OBJECTIVE :: Rewrite the data below as a numbered list, omitting any blank lines.
>> Start LISTED ENTRIES
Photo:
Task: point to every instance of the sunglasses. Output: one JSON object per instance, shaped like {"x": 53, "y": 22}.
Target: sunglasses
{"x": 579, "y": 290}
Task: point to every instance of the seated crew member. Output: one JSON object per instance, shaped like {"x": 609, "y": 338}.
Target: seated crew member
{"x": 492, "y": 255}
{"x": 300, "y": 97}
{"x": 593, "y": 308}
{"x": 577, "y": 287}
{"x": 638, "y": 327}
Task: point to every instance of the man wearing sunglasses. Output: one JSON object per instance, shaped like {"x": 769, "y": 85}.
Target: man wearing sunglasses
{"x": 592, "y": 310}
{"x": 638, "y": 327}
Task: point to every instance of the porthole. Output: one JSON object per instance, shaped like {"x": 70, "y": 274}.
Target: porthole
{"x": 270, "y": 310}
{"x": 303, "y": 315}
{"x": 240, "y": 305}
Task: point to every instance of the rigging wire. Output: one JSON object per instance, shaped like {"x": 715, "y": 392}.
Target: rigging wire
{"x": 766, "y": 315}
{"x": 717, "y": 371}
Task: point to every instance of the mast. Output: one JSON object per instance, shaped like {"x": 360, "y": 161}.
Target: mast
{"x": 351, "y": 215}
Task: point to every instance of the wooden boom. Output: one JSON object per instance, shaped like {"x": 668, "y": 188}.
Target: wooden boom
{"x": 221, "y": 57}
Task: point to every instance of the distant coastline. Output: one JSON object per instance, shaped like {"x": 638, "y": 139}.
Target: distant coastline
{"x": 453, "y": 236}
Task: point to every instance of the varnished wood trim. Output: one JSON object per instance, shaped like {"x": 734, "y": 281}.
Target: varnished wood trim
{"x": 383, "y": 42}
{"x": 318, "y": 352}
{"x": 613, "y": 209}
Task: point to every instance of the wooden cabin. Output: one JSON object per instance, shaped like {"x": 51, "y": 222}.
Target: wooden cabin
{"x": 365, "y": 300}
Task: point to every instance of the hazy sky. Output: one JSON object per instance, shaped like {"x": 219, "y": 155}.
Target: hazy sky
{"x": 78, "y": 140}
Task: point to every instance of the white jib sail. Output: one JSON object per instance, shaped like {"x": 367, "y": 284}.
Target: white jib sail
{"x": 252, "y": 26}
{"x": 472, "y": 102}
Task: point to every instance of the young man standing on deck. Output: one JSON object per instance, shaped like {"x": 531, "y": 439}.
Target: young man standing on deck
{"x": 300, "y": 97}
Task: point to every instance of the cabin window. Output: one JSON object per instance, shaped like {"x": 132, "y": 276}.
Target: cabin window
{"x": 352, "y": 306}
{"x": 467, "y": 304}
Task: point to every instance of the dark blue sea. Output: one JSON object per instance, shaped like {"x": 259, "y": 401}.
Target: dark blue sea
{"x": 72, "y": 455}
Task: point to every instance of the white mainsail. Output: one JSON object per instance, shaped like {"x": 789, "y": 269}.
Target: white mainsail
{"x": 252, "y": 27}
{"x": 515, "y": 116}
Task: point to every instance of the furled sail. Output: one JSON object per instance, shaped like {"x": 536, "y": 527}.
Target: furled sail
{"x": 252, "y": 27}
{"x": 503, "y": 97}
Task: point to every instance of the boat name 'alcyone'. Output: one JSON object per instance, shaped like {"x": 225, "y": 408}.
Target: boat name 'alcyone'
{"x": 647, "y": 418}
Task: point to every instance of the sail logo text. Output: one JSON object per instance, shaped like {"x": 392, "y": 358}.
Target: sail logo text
>> End LISTED ENTRIES
TASK ANSWER ::
1. Photo:
2. Task: point to every instance of the sunglasses. Output: one JSON object per instance, shaped like {"x": 53, "y": 22}.
3. Target: sunglasses
4. {"x": 579, "y": 290}
5. Task: point to every instance of the seated crew member. Output: one JSON object per instance, shaped like {"x": 609, "y": 338}.
6. Target: seated crew member
7. {"x": 492, "y": 255}
8. {"x": 300, "y": 97}
9. {"x": 593, "y": 308}
10. {"x": 577, "y": 287}
11. {"x": 638, "y": 327}
12. Task: point to every instance of the man wearing sunglasses. Output: one JSON object per instance, shaped like {"x": 769, "y": 85}.
13. Target: man wearing sunglasses
14. {"x": 592, "y": 310}
15. {"x": 638, "y": 327}
16. Task: point to every instance of the porthole. Output: one JSON object per instance, shaped like {"x": 70, "y": 274}.
17. Target: porthole
18. {"x": 270, "y": 310}
19. {"x": 303, "y": 315}
20. {"x": 240, "y": 305}
21. Task: point to every instance of the rigging wire. Output: one JSON object per instance, shaped like {"x": 715, "y": 392}.
22. Target: rigging wire
23. {"x": 766, "y": 315}
24. {"x": 717, "y": 371}
25. Task: point to every instance of the mast. Output: one JSON object per instance, shaped like {"x": 360, "y": 161}.
26. Target: mast
27. {"x": 351, "y": 215}
28. Task: point to every instance of the wooden boom. Output: one JSON object per instance, shaped like {"x": 668, "y": 188}.
29. Target: wooden boom
30. {"x": 221, "y": 57}
31. Task: point to every instance of the distant coastline. Output: one JSON object per instance, shaped like {"x": 638, "y": 139}.
32. Target: distant coastline
33. {"x": 453, "y": 236}
34. Task: point to every instance of the varnished wood trim. Output: one JSON object per instance, shaped like {"x": 734, "y": 281}.
35. Target: varnished wood trim
36. {"x": 383, "y": 42}
37. {"x": 318, "y": 352}
38. {"x": 613, "y": 209}
39. Task: point to every instance of the wooden cabin. Output: one JSON object per instance, shaped like {"x": 51, "y": 222}.
40. Target: wooden cabin
41. {"x": 365, "y": 300}
42. Task: point to every instance of the hazy sky. Output: one JSON object per instance, shaped like {"x": 219, "y": 155}.
43. Target: hazy sky
44. {"x": 78, "y": 140}
45. Task: point to every instance of the white jib sail. Output: one JSON object per instance, shaped like {"x": 367, "y": 284}.
46. Target: white jib sail
47. {"x": 252, "y": 26}
48. {"x": 472, "y": 102}
49. Task: point to every instance of the young man standing on deck. Output: one JSON object per instance, shaped like {"x": 531, "y": 439}.
50. Target: young man standing on deck
51. {"x": 300, "y": 97}
52. Task: point to every instance of the cabin window. Output: one JSON object per instance, shaped like {"x": 132, "y": 276}.
53. Target: cabin window
54. {"x": 352, "y": 306}
55. {"x": 467, "y": 304}
56. Task: point to every instance of the dark blue sea. Output: one JSON object per instance, shaped like {"x": 259, "y": 401}.
57. Target: dark blue sea
58. {"x": 72, "y": 455}
59. Task: point to every instance of the white mainsail. Output: one JSON object per instance, shaped like {"x": 789, "y": 269}.
60. Target: white mainsail
61. {"x": 252, "y": 27}
62. {"x": 515, "y": 116}
63. Task: point to every instance of the furled sail. Output: one JSON object per instance, shaped like {"x": 536, "y": 527}.
64. Target: furled sail
65. {"x": 252, "y": 27}
66. {"x": 503, "y": 97}
67. Task: point to every instance of the boat name 'alcyone'. Output: one JSON object per instance, shaped like {"x": 225, "y": 408}.
68. Target: boat name 'alcyone'
69. {"x": 647, "y": 418}
70. Task: point to every instance of the sail logo text. Output: one JSON object per instance, shaped like {"x": 392, "y": 358}.
71. Target: sail logo text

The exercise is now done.